§ **What the exercise asks**:
For the entries below, return the line holding "positive clicks: (366, 280)" together with all lines after it, unchanged, and leave every picture out.

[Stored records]
▬▬▬
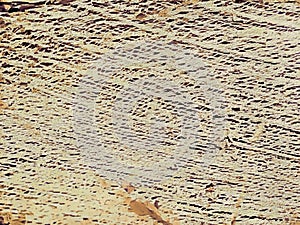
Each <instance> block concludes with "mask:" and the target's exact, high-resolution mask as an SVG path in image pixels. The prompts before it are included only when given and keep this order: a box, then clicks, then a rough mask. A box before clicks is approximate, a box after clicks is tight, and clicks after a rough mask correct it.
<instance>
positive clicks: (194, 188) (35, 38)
mask: <svg viewBox="0 0 300 225" xmlns="http://www.w3.org/2000/svg"><path fill="white" fill-rule="evenodd" d="M6 3H7V2H6ZM22 4H23V3H22ZM22 4H21V6H22ZM26 4H27V3H26ZM3 5H4V4H3ZM6 5H7V4H6ZM17 5H19V6H20V4H19V3H18V4H17ZM14 8H15V9H14V10H11V11H12V12H2V13H1V14H0V16H1V17H0V38H1V43H0V49H1V50H0V52H1V61H0V62H1V69H0V84H1V86H0V137H1V138H0V188H1V189H0V224H9V222H10V224H25V223H28V224H30V223H31V224H170V223H171V224H195V225H198V224H299V223H300V215H299V213H300V212H299V208H300V187H299V183H300V179H299V169H300V166H299V160H300V157H299V144H300V143H299V133H300V129H299V128H300V125H299V108H300V107H299V93H300V73H299V67H300V66H299V60H300V55H299V36H300V22H299V21H300V20H299V15H300V14H299V13H300V6H299V4H298V3H296V2H286V3H266V2H265V3H262V2H242V3H233V2H231V1H204V2H201V1H196V0H195V1H193V0H191V1H74V2H68V1H64V2H63V1H61V2H60V3H58V2H53V3H50V2H49V3H47V4H42V5H38V7H36V8H33V9H27V10H25V9H24V8H23V10H22V9H20V8H18V7H16V6H15V5H14ZM7 9H8V11H9V10H10V9H9V7H7V6H5V7H4V9H3V10H0V11H7ZM24 10H25V11H24ZM14 11H16V12H14ZM17 11H24V12H17ZM147 39H152V40H162V41H165V42H166V43H167V42H172V43H173V44H175V45H178V46H182V47H190V48H192V49H193V50H195V51H196V52H197V53H198V55H199V57H201V59H202V60H203V61H204V62H205V63H206V65H207V67H208V69H209V71H211V74H212V76H213V77H214V79H216V80H217V81H218V82H219V83H220V84H221V86H222V91H223V95H224V96H225V98H226V102H225V105H226V112H227V115H226V120H227V123H226V132H227V133H226V138H225V139H224V140H223V141H222V143H219V144H220V145H219V146H222V147H220V150H219V151H218V154H217V155H216V156H215V158H214V161H213V163H211V164H210V165H209V166H207V167H199V161H200V160H201V154H200V155H199V157H198V158H197V157H195V158H194V160H193V161H190V162H188V163H187V164H186V167H184V168H181V169H180V170H179V171H177V172H176V175H174V176H172V177H171V178H169V179H168V180H165V181H164V182H162V183H157V184H154V185H152V186H143V185H140V186H139V187H137V188H136V190H132V189H130V188H129V189H130V190H131V191H129V189H128V188H125V189H126V190H127V191H128V192H130V193H126V192H125V191H124V190H123V188H122V187H120V186H119V185H118V184H115V183H114V181H104V180H103V178H100V177H99V175H97V172H96V171H94V170H93V168H90V167H89V166H87V165H86V163H85V161H84V160H83V158H82V156H81V152H80V150H79V148H78V146H77V144H76V140H75V136H74V127H73V122H74V119H73V113H72V101H73V97H74V95H75V93H76V87H78V82H79V81H80V78H81V77H83V76H84V74H85V72H86V71H87V69H88V67H89V66H90V65H91V63H92V62H93V60H96V59H98V58H99V57H100V56H101V55H103V54H104V53H106V52H107V51H108V50H109V49H112V48H114V47H116V46H124V45H125V44H126V43H130V42H135V41H137V40H147ZM134 72H136V71H134V68H133V69H132V68H131V69H127V70H124V76H125V77H126V76H129V75H130V74H132V73H134ZM136 76H137V77H139V76H141V75H140V73H138V72H136ZM174 79H175V78H174ZM117 88H119V87H118V86H116V89H114V90H117ZM113 93H114V92H112V91H111V90H107V93H106V94H107V96H105V91H104V93H103V95H102V96H100V97H99V106H100V105H101V104H102V103H103V101H104V100H106V101H107V104H106V106H107V107H109V101H110V100H111V99H110V98H109V96H110V95H113ZM106 97H108V98H106ZM101 100H102V101H101ZM107 116H108V119H109V115H107ZM100 121H101V120H100ZM204 121H206V120H204ZM106 122H107V121H102V124H101V123H99V124H98V125H97V126H98V127H100V128H99V129H101V127H105V126H104V124H105V123H106ZM206 122H207V121H206ZM203 126H204V127H209V124H206V123H205V122H204V123H203ZM204 130H205V129H204ZM203 137H204V139H205V137H207V136H206V134H205V133H203ZM199 148H200V151H201V150H205V145H202V146H200V147H199ZM117 150H118V149H116V151H117ZM112 154H114V152H112ZM125 156H126V154H125ZM127 156H128V160H132V159H133V158H134V157H135V155H131V154H130V153H128V155H127ZM158 157H159V156H158ZM199 168H200V169H199ZM120 176H121V175H120ZM106 179H108V178H106ZM136 199H140V200H136ZM155 201H158V202H159V205H160V206H161V207H159V209H158V210H155V208H153V205H157V202H156V203H155ZM154 207H155V206H154ZM129 208H131V209H130V210H129ZM160 218H161V219H160Z"/></svg>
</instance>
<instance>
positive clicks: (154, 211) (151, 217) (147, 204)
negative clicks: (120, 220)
mask: <svg viewBox="0 0 300 225" xmlns="http://www.w3.org/2000/svg"><path fill="white" fill-rule="evenodd" d="M129 206H130V209H129V211H132V212H134V213H136V214H137V215H139V216H150V217H151V218H152V219H154V220H156V221H157V222H160V223H162V224H164V225H172V224H171V223H170V222H169V221H166V220H164V219H163V218H162V217H161V215H160V213H159V211H158V210H157V208H156V207H155V206H154V205H153V204H152V203H150V202H148V201H146V202H142V201H140V200H131V201H130V203H129Z"/></svg>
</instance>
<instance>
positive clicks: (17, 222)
mask: <svg viewBox="0 0 300 225" xmlns="http://www.w3.org/2000/svg"><path fill="white" fill-rule="evenodd" d="M27 214H28V213H27ZM4 224H10V225H22V224H26V213H19V214H18V218H17V219H13V216H12V213H11V212H0V225H4Z"/></svg>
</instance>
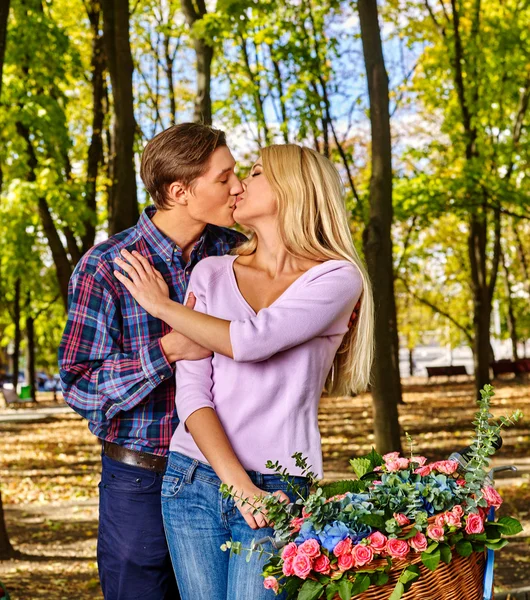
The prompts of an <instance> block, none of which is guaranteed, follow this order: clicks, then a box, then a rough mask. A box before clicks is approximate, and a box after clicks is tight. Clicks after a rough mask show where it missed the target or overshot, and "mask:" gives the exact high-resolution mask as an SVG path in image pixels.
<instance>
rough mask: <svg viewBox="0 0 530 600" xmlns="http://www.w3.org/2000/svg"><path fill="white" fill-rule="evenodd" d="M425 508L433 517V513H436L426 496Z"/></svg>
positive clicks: (423, 498) (424, 499)
mask: <svg viewBox="0 0 530 600" xmlns="http://www.w3.org/2000/svg"><path fill="white" fill-rule="evenodd" d="M423 508H424V509H425V512H426V513H427V514H428V515H429V517H432V515H434V512H435V510H434V506H433V505H432V504H431V503H430V502H428V501H427V499H426V498H423Z"/></svg>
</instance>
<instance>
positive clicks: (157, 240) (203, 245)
mask: <svg viewBox="0 0 530 600" xmlns="http://www.w3.org/2000/svg"><path fill="white" fill-rule="evenodd" d="M155 213H156V207H155V206H153V205H151V206H147V207H146V208H145V209H144V211H143V212H142V214H141V215H140V219H139V220H138V229H139V230H140V233H141V235H142V237H144V238H145V240H146V241H147V243H148V244H149V245H150V246H151V247H152V248H153V250H155V252H156V253H157V254H158V255H159V256H161V257H162V258H163V259H164V261H165V262H168V263H170V262H173V260H176V259H180V257H181V256H182V249H181V248H180V246H178V245H177V244H175V242H173V241H172V240H170V239H169V238H168V237H167V236H166V235H164V234H163V233H162V232H161V231H160V230H159V229H158V228H157V227H156V226H155V225H154V224H153V221H152V218H153V216H154V214H155ZM208 232H209V229H208V225H207V226H206V227H205V229H204V231H203V233H202V235H201V237H200V238H199V239H198V240H197V241H196V242H195V244H194V246H193V248H192V250H191V254H190V261H194V260H200V259H201V258H204V256H206V254H207V247H206V246H207V245H206V243H205V241H206V238H207V237H208Z"/></svg>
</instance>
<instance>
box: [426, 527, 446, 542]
mask: <svg viewBox="0 0 530 600" xmlns="http://www.w3.org/2000/svg"><path fill="white" fill-rule="evenodd" d="M427 535H428V536H429V537H430V538H431V540H434V541H435V542H441V541H443V539H444V528H443V527H439V526H438V525H429V526H428V527H427Z"/></svg>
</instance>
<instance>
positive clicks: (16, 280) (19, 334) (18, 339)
mask: <svg viewBox="0 0 530 600" xmlns="http://www.w3.org/2000/svg"><path fill="white" fill-rule="evenodd" d="M13 320H14V322H15V339H14V340H13V386H14V388H15V392H16V391H17V384H18V370H19V364H20V340H21V338H22V334H21V331H20V278H17V279H16V281H15V298H14V300H13Z"/></svg>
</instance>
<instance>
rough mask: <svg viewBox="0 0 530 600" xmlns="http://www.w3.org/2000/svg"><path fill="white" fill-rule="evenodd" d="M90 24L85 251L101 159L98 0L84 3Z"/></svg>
mask: <svg viewBox="0 0 530 600" xmlns="http://www.w3.org/2000/svg"><path fill="white" fill-rule="evenodd" d="M86 9H87V13H88V18H89V20H90V27H91V29H92V59H91V71H92V138H91V140H90V145H89V147H88V158H87V189H86V207H87V209H88V212H87V218H86V219H85V231H84V232H83V235H82V249H83V252H86V251H87V250H88V249H89V248H90V247H91V246H92V245H93V244H94V239H95V237H96V220H97V219H96V184H97V179H98V171H99V166H100V163H101V161H102V160H103V125H104V119H105V111H104V98H105V77H104V72H105V56H104V52H103V36H102V35H101V34H100V25H101V3H100V2H99V0H90V2H89V3H88V4H87V5H86Z"/></svg>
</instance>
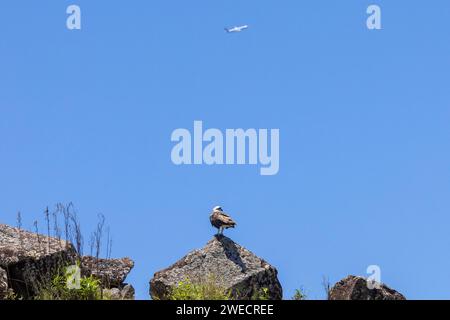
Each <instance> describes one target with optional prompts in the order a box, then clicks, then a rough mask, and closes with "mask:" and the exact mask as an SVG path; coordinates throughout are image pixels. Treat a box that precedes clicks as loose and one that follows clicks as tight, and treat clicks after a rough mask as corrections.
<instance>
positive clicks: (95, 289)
mask: <svg viewBox="0 0 450 320" xmlns="http://www.w3.org/2000/svg"><path fill="white" fill-rule="evenodd" d="M79 280H80V282H79V286H77V288H71V287H70V286H69V285H68V283H70V282H71V281H72V274H70V272H67V268H64V269H63V270H62V272H58V274H57V275H56V276H54V278H53V279H52V280H51V281H50V282H49V283H43V284H41V286H40V288H39V290H38V293H37V295H36V296H35V297H34V298H35V299H36V300H103V295H102V289H101V286H100V280H98V279H96V278H94V277H93V276H90V277H81V278H80V279H79Z"/></svg>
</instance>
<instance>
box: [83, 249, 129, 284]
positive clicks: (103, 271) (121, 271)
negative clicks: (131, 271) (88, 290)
mask: <svg viewBox="0 0 450 320" xmlns="http://www.w3.org/2000/svg"><path fill="white" fill-rule="evenodd" d="M133 267H134V262H133V260H131V259H129V258H122V259H97V258H95V257H91V256H85V257H82V258H81V273H82V275H84V276H90V275H93V276H94V277H96V278H98V279H99V280H100V281H101V283H102V287H103V288H120V287H122V286H123V285H124V283H125V279H126V277H127V276H128V274H129V273H130V271H131V269H133Z"/></svg>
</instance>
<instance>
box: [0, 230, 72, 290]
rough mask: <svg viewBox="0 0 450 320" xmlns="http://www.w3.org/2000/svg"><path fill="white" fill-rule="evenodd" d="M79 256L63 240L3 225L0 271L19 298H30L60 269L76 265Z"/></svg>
mask: <svg viewBox="0 0 450 320" xmlns="http://www.w3.org/2000/svg"><path fill="white" fill-rule="evenodd" d="M76 257H77V253H76V251H75V249H74V247H73V246H72V245H71V244H70V243H69V242H66V241H64V240H59V239H56V238H51V237H47V236H43V235H39V234H36V233H32V232H28V231H24V230H20V229H18V228H13V227H10V226H7V225H4V224H0V267H1V268H3V269H5V270H6V271H7V272H8V276H9V283H10V285H11V287H12V289H13V290H14V292H15V293H16V294H19V295H21V296H22V297H25V298H28V297H30V296H32V295H33V293H35V292H36V291H37V289H38V287H39V284H40V283H41V282H43V281H47V279H50V278H52V277H53V276H54V275H55V274H56V273H57V272H58V269H60V267H62V266H66V265H68V264H74V262H75V260H76Z"/></svg>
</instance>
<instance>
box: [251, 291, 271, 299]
mask: <svg viewBox="0 0 450 320" xmlns="http://www.w3.org/2000/svg"><path fill="white" fill-rule="evenodd" d="M252 300H263V301H266V300H270V293H269V288H261V289H259V290H258V291H256V292H255V293H254V294H253V296H252Z"/></svg>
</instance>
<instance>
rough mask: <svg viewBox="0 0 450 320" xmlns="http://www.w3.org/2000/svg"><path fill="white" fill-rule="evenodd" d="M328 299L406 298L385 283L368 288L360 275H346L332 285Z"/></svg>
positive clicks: (366, 280) (392, 298) (391, 299)
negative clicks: (376, 287) (342, 277)
mask: <svg viewBox="0 0 450 320" xmlns="http://www.w3.org/2000/svg"><path fill="white" fill-rule="evenodd" d="M330 300H406V298H405V297H404V296H403V295H402V294H401V293H399V292H397V291H395V290H394V289H391V288H389V287H388V286H386V285H385V284H380V286H379V288H374V289H369V288H368V286H367V280H366V279H365V278H362V277H356V276H348V277H347V278H345V279H343V280H341V281H339V282H338V283H336V284H335V285H334V287H333V288H332V289H331V291H330Z"/></svg>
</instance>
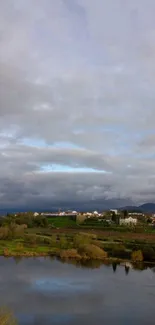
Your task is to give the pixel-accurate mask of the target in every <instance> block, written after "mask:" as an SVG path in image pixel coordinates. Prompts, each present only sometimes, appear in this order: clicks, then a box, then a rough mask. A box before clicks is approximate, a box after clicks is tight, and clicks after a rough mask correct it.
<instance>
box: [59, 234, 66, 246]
mask: <svg viewBox="0 0 155 325" xmlns="http://www.w3.org/2000/svg"><path fill="white" fill-rule="evenodd" d="M59 244H60V248H61V249H65V248H67V247H68V241H67V239H66V238H65V236H61V237H60V241H59Z"/></svg>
▬▬▬
§ **Reply to the task**:
positive clicks: (366, 280) (392, 298) (391, 299)
negative clicks: (376, 287) (342, 277)
mask: <svg viewBox="0 0 450 320" xmlns="http://www.w3.org/2000/svg"><path fill="white" fill-rule="evenodd" d="M330 300H406V298H405V297H404V296H403V295H402V294H401V293H399V292H397V291H395V290H394V289H391V288H389V287H388V286H386V285H385V284H380V286H379V288H374V289H369V288H368V286H367V280H366V279H365V278H362V277H356V276H348V277H347V278H345V279H343V280H341V281H339V282H338V283H336V284H335V285H334V287H333V288H332V289H331V291H330Z"/></svg>
</instance>
Your task is to give the pixel-accurate mask of the target in every <instance> block, written after "mask:" as an SVG path in image pixel coordinates. Prompts, each present only sometimes, appear in this order: clicks, then a box, then a rough mask. A box before clicks is approximate, a box after clicks is tight, and clicks after a rough mask correct it.
<instance>
box: [59, 234, 66, 246]
mask: <svg viewBox="0 0 155 325" xmlns="http://www.w3.org/2000/svg"><path fill="white" fill-rule="evenodd" d="M59 244H60V248H61V249H65V248H67V247H68V241H67V239H66V238H65V236H61V237H60V241H59Z"/></svg>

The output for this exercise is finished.